Selected excerpt START

- Additional influenza vaccine stock now available
- More than 1,300 Western Australians hospitalised due to the flu last year
- Influenza vaccine is available free to at-risk groups
- It is not too late to get vaccinated to ensure protection through the peak flu season
Western Australians who have not been vaccinated this year are encouraged to act now to ensure they are protected during the peak of this year's flu season.
Influenza is a highly contagious disease. While most people will recover in several days, some people will develop complications, possibly requiring hospitalisation and sometimes resulting in death. Complications of the flu can include pneumonia, inflammation of the heart, brain, or muscle tissues, and multi-organ failure.
People most at risk of developing serious health complications include young children and the elderly. People with certain medical conditions are at higher risk.
In 2017, there were 6,044 confirmed cases of flu in Western Australia, with almost 1-in-every- 4 (23%) of these cases requiring hospitalisation, including:
- 44 per cent of people aged 65 years and over
- 27 per cent of children under 5 years of age
In 2018 over 500,000 doses of flu vaccine, funded under the National Immunisation Program (NIP), have already been distributed in Western Australia. The arrival of an additional 33,000 doses in WA this week means there are plenty of supplies to meet anticipated demand, and the total number of flu vaccines in WA under the NIP is up 24 per cent on 2017.
While WA did not experience the same supply problems as the eastern states, the Department of Health carefully monitored vaccine availability.
The flu vaccine is available free through immunisation providers, including GP clinics, community health clinics or Aboriginal Medical Services for eligible at-risk groups. These include young children, Aboriginal and Torres Strait Islander, pregnant women, people aged 65 years and above and those with chronic medical conditions.
People not eligible for the free vaccine can get it through their GP or at a participating chemist. Some private providers may charge a fee to administer the flu vaccine and people are advised to discuss this with their doctor or immunisation clinic when making an appointment.
Anyone with concerns about whether they, or members of their family, should get vaccinated should discuss this with their GP.
Comments attributed to Health Minister Roger Cook:
"Each year our hospital Emergency Departments are put under additional pressure during the peak flu season, due to patients presenting with flu and flu-like symptoms.
"With the onset of colder weather we expect to see an increase in influenza cases, this year's flu season is expected peak in August so there's still time to get vaccinated.
"Given the seriousness of the disease, it is important that people ensure they get the flu vaccine. Even if you are young and healthy or you rarely get sick, getting vaccinated helps to protect others in the community who are at increased risk of flu complications.
"Western Australia has now received additional vaccine stock from the Commonwealth, so if you have not yet been vaccinated, now is the time to do it."

Selected excerpt END

[What to work on]
**a)** Answer these from the flu vaccine notice, one line each:
(i) How many confirmed flu cases did Western Australia have in 2017?
(ii) How many additional doses arrived in WA this week?
(iii) In which month is this year's flu season expected to peak?
**b)** Write out word for word the part of the flu vaccine notice that opens with the words containing "While WA did" and closes with "chronic medical conditions.".
**c)** List every group that the flu vaccine notice names as eligible for the free flu vaccine.

Given data START

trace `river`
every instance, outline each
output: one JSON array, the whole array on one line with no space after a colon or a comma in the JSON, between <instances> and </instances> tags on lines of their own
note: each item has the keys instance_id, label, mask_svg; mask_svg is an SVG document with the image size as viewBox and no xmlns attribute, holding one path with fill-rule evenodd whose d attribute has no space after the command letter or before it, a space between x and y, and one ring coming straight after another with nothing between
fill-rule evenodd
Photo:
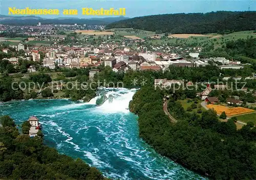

Given data END

[Answers in order]
**a)**
(i) 6,044
(ii) 33,000
(iii) August

**b)**
While WA did not experience the same supply problems as the eastern states, the Department of Health carefully monitored vaccine availability.
The flu vaccine is available free through immunisation providers, including GP clinics, community health clinics or Aboriginal Medical Services for eligible at-risk groups. These include young children, Aboriginal and Torres Strait Islander, pregnant women, people aged 65 years and above and those with chronic medical conditions.

**c)**
- Young children
- Aboriginal and Torres Strait Islander
- Pregnant women
- People aged 65 years and above
- Those with chronic medical conditions